§ **Requirement**: Reproduce the lines below verbatim, starting with the line that contains "A note for the class: find the black" and ending with the line that contains "<point>347,626</point>", both included.

§ **Entries**:

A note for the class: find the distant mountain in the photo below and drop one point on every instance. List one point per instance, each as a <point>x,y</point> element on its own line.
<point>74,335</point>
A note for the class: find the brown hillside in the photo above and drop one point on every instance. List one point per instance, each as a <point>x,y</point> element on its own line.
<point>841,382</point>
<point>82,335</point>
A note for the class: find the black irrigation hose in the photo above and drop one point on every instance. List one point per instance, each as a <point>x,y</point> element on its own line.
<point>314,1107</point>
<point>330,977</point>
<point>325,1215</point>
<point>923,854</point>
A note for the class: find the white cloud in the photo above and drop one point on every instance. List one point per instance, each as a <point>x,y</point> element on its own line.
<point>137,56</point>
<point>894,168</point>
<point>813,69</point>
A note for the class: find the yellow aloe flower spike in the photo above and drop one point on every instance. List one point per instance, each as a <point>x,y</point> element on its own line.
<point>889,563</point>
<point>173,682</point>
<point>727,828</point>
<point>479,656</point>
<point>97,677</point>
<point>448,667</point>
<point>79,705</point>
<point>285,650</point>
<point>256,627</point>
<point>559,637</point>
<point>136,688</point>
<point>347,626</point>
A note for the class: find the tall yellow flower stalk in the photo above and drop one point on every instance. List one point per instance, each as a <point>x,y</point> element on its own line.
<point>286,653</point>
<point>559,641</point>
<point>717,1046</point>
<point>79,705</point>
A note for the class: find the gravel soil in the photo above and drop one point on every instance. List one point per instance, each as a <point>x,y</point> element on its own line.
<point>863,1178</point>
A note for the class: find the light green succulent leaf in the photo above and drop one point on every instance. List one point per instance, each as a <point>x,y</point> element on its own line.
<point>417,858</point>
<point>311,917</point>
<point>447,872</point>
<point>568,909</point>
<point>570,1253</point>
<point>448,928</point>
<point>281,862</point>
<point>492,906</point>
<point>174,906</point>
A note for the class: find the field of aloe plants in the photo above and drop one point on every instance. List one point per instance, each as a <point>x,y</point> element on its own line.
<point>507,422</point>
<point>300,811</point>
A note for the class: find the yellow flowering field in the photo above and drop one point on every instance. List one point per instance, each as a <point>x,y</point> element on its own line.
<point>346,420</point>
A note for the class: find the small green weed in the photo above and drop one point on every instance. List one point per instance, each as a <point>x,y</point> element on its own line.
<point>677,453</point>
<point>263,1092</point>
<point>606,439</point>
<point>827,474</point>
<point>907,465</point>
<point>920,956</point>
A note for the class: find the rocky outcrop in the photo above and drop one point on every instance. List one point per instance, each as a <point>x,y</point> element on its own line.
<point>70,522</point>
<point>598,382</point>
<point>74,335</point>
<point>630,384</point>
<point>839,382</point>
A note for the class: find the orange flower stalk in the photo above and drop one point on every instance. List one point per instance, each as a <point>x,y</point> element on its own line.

§ **Answer in full**:
A note for the class: find the black irrigation hose in the photo above and drop one point on every instance. List one point per instance, each as a <point>x,y</point> element on its own line.
<point>314,1107</point>
<point>330,977</point>
<point>325,1215</point>
<point>923,854</point>
A note for the class: find the white cloud in the photo above and drop one point on every instance. List one point per instance, each as a <point>x,y</point> element on its own line.
<point>137,56</point>
<point>894,168</point>
<point>813,69</point>
A note for the class: find the yellow aloe flower spike in the photo above and drop one point on every instance. List one point per instance, each as a <point>x,y</point> element on its own line.
<point>889,563</point>
<point>173,682</point>
<point>727,828</point>
<point>479,656</point>
<point>97,677</point>
<point>448,667</point>
<point>79,705</point>
<point>285,650</point>
<point>256,627</point>
<point>559,637</point>
<point>136,688</point>
<point>347,626</point>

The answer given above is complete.